Your assignment:
All of the entries must be output exactly as they are.

Items from a data source
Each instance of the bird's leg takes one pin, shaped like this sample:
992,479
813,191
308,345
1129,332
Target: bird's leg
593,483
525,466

Solution to this problem:
Each instance of the bird's leg takes one pin, shaped like this sample:
992,479
813,191
308,345
1129,332
Target: bird's leg
593,483
525,466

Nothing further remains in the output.